= Page extract =
* * * *

Why Won’t Conservatives Let Communities Decide for Themselves?

Date: 11 May 2013 | posted in: From the Desk of David Morris, The Public Good | 0 Facebooktwitterredditmail

In his 1996 State of the Union Address Democratic President Bill Clinton famously declared, “the era of big government is over.”  And during his tenure he did everything he could to make that true–deregulating the telecommunications and the financial industry, enacting a free trade agreement severely restricting the authority of the federal government to protect domestic jobs and businesses and abandoning the 75 year old federal commitment to the poor.

Seventeen years later I fully expect a Republican Governor or two to declare in their state of the state address, “the era of small government is over”.  For again and again, Republican governors and legislatures are preempting and abolishing the authority of communities to protect the health and welfare of their communities.

Earlier this year Wisconsin passed a law eliminating the authority of cities villages and counties to require public employees to live inside city limits and voiding any existing requirements.

A few weeks ago Kansas passed a law prohibiting cities, counties, and local government units from requiring private firms contracting with the city to provide leave, benefits or higher compensation than the state minimum wages.

The Florida House recently voted to preempt local governments from enacting “living wage” laws and “sick time” ordinances.  If signed into law, the bill would also overturn counties like Miami-Dade and Broward that have “living wage” ordinances that require companies that contract with the county to pay wages higher than the federal minimum wage, and sometimes provide certain benefits.

According to the Institute for Local Self-Reliance, 19 states currently severely restrict or outright abolish the right of local governments to build their telecommunications networks.  Cities began building their own networks after years of begging private phone and cable companies to upgrade their inadequate infrastructure, moderate their continual price increases and improve their customer service.  After cities proved serious and successful competitors telecommunications firms, rather than respond to the competition, went to state legislatures to abolish it. Last year North Carolina became the latest state to join the ranks of those who refuse to allow communities to make their own decisions about their own affairs.

* * * *

= Supplied data =

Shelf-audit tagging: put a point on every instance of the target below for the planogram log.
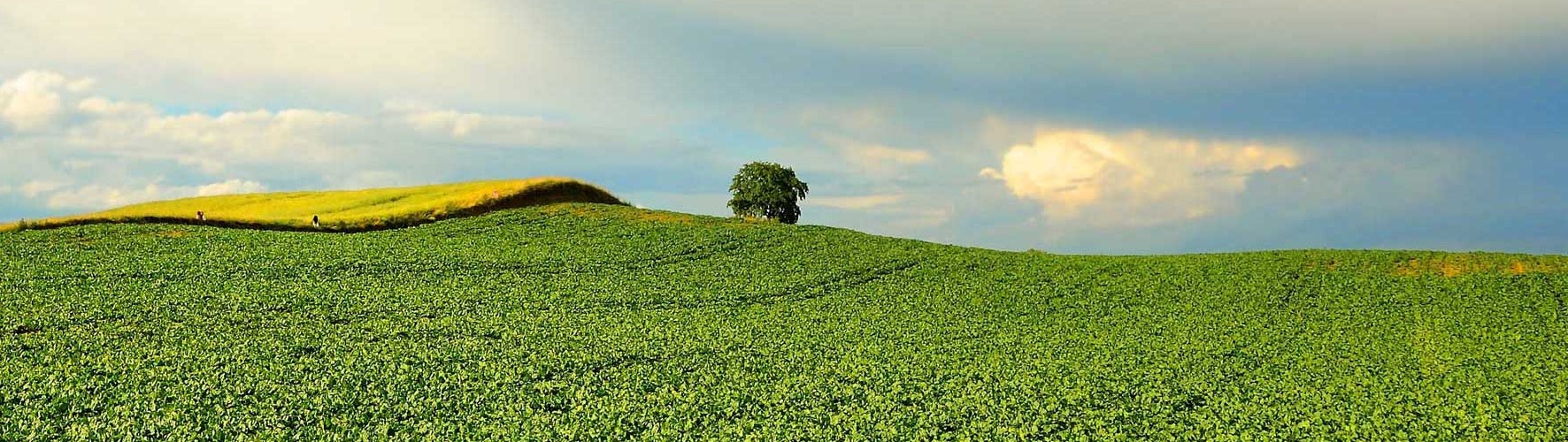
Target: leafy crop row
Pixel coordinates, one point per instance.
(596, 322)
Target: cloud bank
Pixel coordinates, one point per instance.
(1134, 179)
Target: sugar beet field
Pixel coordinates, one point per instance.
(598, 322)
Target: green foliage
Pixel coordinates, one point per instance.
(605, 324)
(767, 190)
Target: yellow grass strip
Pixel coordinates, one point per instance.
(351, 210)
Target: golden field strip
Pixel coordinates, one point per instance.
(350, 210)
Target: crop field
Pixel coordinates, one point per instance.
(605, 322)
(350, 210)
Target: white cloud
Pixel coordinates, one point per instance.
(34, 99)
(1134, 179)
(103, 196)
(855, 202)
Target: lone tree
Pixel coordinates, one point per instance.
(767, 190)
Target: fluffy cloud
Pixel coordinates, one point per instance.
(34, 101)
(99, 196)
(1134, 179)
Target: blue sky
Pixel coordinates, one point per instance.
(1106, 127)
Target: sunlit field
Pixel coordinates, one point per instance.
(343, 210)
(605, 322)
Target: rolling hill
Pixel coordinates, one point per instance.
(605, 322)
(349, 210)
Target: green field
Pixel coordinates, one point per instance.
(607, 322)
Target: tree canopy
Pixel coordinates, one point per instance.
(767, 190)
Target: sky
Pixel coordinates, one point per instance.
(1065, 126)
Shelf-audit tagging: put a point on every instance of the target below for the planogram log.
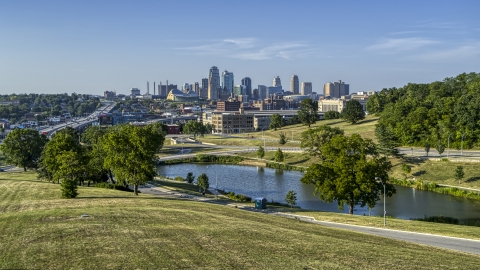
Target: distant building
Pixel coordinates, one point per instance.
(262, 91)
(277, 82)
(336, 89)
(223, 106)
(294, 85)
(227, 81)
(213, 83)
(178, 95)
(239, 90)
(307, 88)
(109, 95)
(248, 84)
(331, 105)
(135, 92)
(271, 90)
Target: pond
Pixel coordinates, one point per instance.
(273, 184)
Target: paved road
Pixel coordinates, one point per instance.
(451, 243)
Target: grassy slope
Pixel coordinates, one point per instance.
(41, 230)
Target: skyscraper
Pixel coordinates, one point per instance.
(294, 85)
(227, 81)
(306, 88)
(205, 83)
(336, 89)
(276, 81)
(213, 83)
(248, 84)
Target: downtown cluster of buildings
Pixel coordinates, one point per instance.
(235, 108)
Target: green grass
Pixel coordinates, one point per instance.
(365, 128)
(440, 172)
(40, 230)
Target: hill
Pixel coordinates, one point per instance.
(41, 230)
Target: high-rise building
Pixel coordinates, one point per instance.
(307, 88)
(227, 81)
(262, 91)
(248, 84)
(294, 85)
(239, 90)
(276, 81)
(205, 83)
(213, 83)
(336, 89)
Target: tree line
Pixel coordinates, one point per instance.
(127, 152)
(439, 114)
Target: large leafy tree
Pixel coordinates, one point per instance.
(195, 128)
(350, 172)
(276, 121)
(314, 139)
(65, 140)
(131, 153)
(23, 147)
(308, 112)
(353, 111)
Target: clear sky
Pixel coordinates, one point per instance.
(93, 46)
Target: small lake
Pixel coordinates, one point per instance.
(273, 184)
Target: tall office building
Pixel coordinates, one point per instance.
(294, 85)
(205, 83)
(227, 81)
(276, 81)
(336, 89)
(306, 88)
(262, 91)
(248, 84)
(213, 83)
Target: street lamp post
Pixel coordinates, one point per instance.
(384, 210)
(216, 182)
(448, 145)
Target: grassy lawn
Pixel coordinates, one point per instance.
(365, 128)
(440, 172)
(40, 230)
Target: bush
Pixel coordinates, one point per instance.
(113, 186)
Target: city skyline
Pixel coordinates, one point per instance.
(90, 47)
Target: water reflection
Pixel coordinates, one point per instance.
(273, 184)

* * * *

= Problem details =
Carry the article on state preemption of local authority forward from its last paragraph, about North Carolina. The rows play no part here.

= Task output =
Several years ago the federal government abdicated responsibility for regulating fracking. The Safe Drinking Water Act mandates federal regulation of underground injection activities in order to protect groundwater sources. In 2005 Congress amended the definition of “underground injection” to specifically exclude “the underground injection of fluids or propping agents (other than diesel fuels) pursuant to hydraulic fracturing operations related to oil, gas, or geothermal production activities.”

In November 2010 Pittsburgh became the first city in the nation to ban fracking within city limits.

In February 2012 the Pennsylvania legislature responded by passing Act 13, a law that allows fracking in all parts of the city, including residential neighborhoods, in essence abrogating the right of cities to exercise traditional zoning powers used to protect residential neighborhoods from noise and odors and industrial dangers.

In mid 2012 Longmont, a suburb of Denver made more restrictive its oil and gas regulations.  The Colorado Attorney General filed a complaint in court.  In response activists successfully got the question put on the ballot.  In November 2012 the ballot was approved with almost 60 percent of the vote.  The AG sued.  And Democratic Governor John Hickenlooper announced the state would sue any and every city or county that followed the lead of Longmont.

In each of these cases one could argue about whether communities should legislate.  In hundreds of communities over the past decade such arguments have taken place, vigorous debates about the appropriateness of residency requirements, or living wage ordinances or fracking restrictions.  Communities have gone both ways on these issues.  But I would argue that they should have the right to make the decision. For it is at the local level where those who feel the impact of the decision get to make the decision.  Certainly when it is a question of how to spend local taxpayers money, or what kinds of commercial activities to allow within residential areas of a city, the community itself should be the locus of decision making and state legislatures should whenever possible respect the outcome.

The U.S. Constitution specifically discusses the authority of the federal government and the states.  It does not mention municipal corporations.  For that matter, neither does it mention private corporations.  Yet after the Civil War, as businesses became more powerful courts gave corporations personhood and dramatically expanded their rights in the face of local and state regulation.  At the same time the courts severely redefined cities as mere appendages of the state and restricted the authority of the municipal corporation to govern its own affairs.

For many courts, John Forrest Dillon’s 1872 book Municipal Corporations remains a guidebook for judicial decisions.  In an 1868 case, Judge Dillon famously declared, “Municipal corporations owe their origin to, and derive their powers and rights wholly from, the legislature. It breathes into them the breath of life, without which they cannot exist. As it creates, so may it destroy. If it may destroy, it may abridge and control.”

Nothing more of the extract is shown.